- [Stored data entries]:

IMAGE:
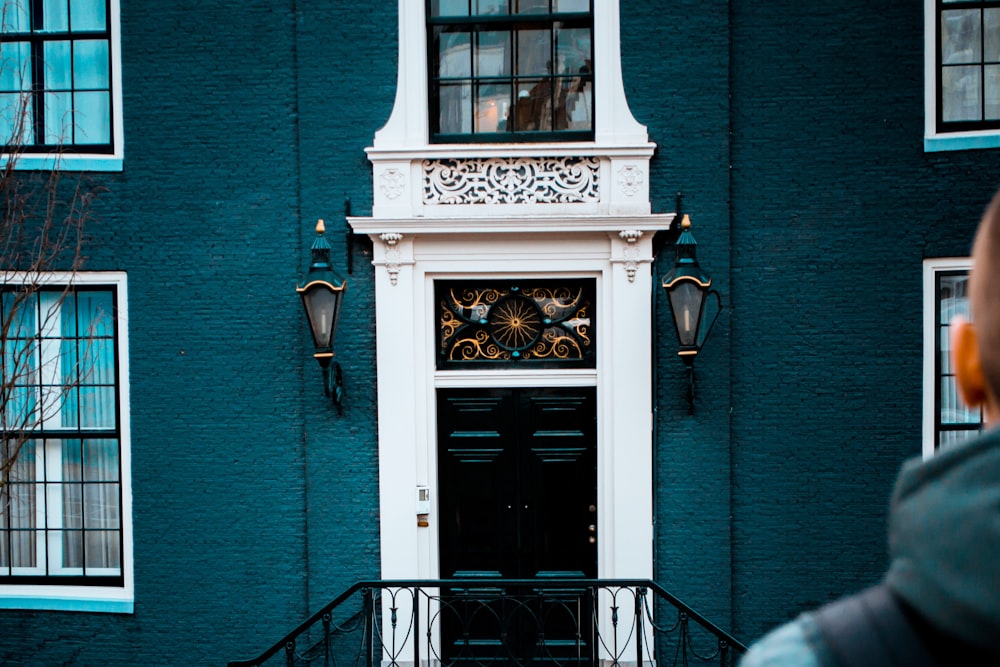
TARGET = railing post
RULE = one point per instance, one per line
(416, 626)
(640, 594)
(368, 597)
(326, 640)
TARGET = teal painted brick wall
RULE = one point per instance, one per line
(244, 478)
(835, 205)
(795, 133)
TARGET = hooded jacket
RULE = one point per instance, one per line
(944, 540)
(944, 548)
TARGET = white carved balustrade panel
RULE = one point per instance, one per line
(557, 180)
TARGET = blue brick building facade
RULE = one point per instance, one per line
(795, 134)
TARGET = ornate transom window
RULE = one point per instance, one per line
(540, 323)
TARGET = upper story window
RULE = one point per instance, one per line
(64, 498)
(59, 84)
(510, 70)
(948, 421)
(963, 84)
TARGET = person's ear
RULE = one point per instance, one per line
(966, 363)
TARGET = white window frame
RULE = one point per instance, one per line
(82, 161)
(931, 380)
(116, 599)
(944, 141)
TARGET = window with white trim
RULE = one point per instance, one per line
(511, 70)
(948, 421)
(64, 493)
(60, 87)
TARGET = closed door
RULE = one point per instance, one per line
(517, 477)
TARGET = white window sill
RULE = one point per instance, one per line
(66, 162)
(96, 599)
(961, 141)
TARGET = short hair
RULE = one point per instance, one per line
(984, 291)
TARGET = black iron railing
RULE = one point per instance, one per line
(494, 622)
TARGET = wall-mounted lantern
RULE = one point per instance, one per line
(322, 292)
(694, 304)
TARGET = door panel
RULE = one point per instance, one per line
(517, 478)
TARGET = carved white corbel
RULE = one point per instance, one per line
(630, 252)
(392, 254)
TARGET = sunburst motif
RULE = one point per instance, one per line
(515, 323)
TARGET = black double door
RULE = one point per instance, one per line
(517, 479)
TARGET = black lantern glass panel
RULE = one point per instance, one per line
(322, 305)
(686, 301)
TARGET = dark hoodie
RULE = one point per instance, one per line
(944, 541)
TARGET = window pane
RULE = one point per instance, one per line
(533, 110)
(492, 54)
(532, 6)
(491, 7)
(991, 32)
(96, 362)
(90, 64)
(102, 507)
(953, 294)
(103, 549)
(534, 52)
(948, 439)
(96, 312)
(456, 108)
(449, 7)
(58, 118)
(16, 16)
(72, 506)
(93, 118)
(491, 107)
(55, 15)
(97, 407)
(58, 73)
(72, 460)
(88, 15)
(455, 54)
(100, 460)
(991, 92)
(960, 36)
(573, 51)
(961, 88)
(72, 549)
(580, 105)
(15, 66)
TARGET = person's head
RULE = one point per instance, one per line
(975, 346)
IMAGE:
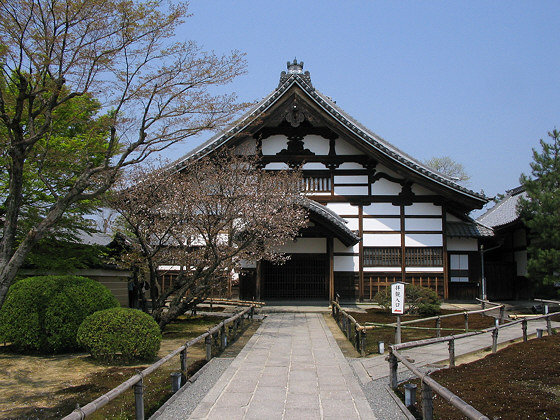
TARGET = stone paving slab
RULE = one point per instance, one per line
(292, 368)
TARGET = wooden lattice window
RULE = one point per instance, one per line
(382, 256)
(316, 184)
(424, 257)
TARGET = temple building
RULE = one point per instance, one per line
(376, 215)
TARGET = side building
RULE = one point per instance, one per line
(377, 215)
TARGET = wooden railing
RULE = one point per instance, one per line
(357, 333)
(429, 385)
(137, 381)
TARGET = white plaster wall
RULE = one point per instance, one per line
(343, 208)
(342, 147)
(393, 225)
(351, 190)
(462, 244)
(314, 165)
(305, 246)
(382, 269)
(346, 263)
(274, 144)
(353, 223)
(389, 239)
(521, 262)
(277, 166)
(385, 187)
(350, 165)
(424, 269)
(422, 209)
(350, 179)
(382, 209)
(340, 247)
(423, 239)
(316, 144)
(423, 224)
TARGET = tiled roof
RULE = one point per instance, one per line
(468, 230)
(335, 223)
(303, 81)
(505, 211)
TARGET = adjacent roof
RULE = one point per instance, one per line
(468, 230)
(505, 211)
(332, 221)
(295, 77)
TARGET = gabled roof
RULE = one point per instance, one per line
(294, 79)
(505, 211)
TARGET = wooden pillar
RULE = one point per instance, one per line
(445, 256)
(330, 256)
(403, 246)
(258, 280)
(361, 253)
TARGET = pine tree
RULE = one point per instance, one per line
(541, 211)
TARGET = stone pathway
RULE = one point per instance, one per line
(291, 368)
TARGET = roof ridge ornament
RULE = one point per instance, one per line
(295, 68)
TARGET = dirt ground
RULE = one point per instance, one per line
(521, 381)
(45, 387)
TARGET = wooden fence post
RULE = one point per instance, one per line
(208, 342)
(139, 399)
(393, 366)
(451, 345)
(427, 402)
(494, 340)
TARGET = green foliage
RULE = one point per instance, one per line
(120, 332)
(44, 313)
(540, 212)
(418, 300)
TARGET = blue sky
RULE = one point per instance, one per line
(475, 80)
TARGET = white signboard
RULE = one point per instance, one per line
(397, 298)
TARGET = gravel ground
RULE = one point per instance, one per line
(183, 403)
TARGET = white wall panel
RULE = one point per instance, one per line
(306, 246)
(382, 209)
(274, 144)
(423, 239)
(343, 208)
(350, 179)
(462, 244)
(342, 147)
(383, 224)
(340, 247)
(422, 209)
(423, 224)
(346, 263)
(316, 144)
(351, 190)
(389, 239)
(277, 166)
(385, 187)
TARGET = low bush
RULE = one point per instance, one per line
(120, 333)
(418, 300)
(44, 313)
...
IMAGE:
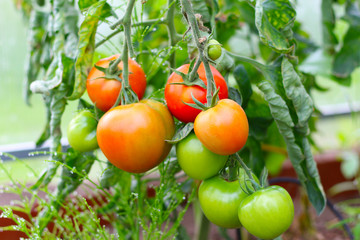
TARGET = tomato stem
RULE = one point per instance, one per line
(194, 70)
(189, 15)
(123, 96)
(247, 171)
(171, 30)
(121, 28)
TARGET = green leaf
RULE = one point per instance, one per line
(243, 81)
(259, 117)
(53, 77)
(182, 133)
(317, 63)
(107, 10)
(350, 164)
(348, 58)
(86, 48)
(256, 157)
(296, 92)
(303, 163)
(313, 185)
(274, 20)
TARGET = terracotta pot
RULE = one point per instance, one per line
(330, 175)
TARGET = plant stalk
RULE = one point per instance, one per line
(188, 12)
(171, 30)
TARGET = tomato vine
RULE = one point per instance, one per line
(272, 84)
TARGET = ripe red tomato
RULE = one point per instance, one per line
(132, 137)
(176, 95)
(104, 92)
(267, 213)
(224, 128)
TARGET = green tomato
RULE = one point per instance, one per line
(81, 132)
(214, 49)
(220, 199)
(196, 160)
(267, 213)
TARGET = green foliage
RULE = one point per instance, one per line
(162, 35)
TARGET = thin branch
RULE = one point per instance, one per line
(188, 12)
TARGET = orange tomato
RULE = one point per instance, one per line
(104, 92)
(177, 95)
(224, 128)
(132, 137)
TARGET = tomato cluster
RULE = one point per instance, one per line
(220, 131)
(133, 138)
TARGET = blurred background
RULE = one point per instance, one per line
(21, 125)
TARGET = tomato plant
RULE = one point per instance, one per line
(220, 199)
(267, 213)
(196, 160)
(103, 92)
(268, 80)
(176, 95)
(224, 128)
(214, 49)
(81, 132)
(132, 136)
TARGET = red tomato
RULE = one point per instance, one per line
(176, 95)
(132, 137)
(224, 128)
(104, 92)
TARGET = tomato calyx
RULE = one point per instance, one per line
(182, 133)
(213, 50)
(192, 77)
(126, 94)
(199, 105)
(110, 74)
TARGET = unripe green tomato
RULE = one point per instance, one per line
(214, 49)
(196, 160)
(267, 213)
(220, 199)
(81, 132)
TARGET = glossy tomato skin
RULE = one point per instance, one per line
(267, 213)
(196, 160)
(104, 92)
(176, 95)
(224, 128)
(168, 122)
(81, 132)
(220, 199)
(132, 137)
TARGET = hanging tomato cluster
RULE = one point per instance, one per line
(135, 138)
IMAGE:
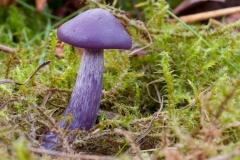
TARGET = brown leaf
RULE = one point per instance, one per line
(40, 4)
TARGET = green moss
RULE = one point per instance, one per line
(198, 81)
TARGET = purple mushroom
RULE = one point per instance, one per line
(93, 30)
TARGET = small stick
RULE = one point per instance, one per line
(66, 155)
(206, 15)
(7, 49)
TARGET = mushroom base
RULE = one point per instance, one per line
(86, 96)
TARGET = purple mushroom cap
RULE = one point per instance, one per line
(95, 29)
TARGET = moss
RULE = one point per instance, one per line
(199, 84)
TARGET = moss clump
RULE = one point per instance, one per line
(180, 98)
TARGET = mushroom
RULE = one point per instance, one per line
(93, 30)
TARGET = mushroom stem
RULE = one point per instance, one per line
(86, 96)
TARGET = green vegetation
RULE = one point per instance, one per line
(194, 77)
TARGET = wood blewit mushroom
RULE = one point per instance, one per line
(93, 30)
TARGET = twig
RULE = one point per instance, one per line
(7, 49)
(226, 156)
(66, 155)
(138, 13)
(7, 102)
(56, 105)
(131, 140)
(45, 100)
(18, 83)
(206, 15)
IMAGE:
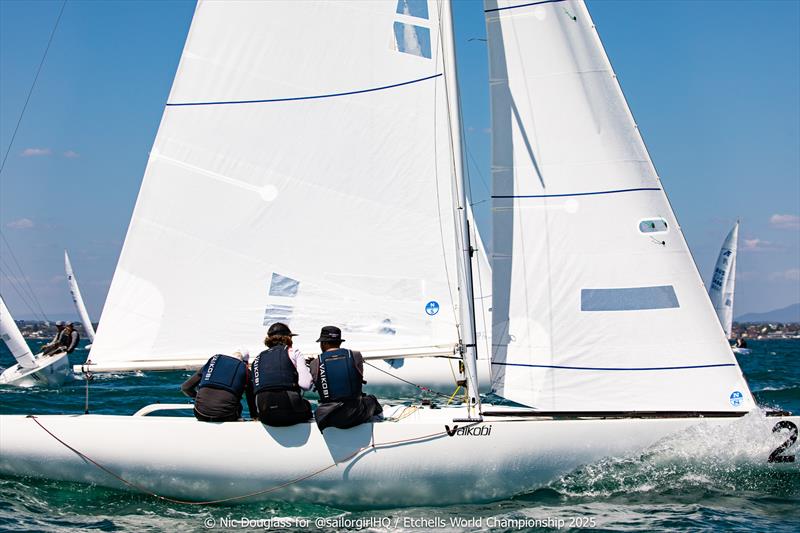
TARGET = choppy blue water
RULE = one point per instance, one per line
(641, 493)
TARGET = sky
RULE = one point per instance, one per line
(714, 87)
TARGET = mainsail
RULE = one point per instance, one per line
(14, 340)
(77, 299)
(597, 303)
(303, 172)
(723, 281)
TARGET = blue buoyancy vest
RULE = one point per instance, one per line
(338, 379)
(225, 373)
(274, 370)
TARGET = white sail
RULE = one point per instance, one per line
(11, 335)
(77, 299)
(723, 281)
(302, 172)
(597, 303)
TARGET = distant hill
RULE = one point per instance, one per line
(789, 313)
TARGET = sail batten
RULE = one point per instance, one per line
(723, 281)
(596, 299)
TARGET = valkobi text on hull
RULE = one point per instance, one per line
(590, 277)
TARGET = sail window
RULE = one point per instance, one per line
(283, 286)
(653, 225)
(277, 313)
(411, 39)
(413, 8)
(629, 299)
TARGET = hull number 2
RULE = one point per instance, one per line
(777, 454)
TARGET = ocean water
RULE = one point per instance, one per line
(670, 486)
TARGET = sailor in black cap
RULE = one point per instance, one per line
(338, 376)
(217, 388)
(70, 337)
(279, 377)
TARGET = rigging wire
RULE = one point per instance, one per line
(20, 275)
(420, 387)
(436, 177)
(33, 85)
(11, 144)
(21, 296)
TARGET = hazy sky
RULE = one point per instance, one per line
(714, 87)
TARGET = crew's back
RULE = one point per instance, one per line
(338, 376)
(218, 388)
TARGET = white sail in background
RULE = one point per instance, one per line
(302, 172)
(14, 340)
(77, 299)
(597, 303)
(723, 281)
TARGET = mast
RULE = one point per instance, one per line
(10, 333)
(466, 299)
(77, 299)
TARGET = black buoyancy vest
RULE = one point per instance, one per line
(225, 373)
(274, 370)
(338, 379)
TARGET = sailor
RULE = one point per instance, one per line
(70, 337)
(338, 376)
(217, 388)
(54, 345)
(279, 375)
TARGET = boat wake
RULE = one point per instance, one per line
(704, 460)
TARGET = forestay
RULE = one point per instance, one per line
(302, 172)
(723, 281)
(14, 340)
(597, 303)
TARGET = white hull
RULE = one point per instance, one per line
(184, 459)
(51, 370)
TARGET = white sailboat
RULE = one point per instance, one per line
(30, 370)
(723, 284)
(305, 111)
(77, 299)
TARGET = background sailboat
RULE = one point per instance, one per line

- [What the task requires]:
Please copy, exactly and with nothing else, the lines above beginning at the line that has "TARGET = white signboard" and ending with the line that has "TARGET = white wall panel".

- [Response area]:
TARGET = white signboard
RULE = one point per instance, one per line
(397, 298)
TARGET = gravel ground
RULE = one point per instance, one per line
(183, 403)
TARGET = white wall panel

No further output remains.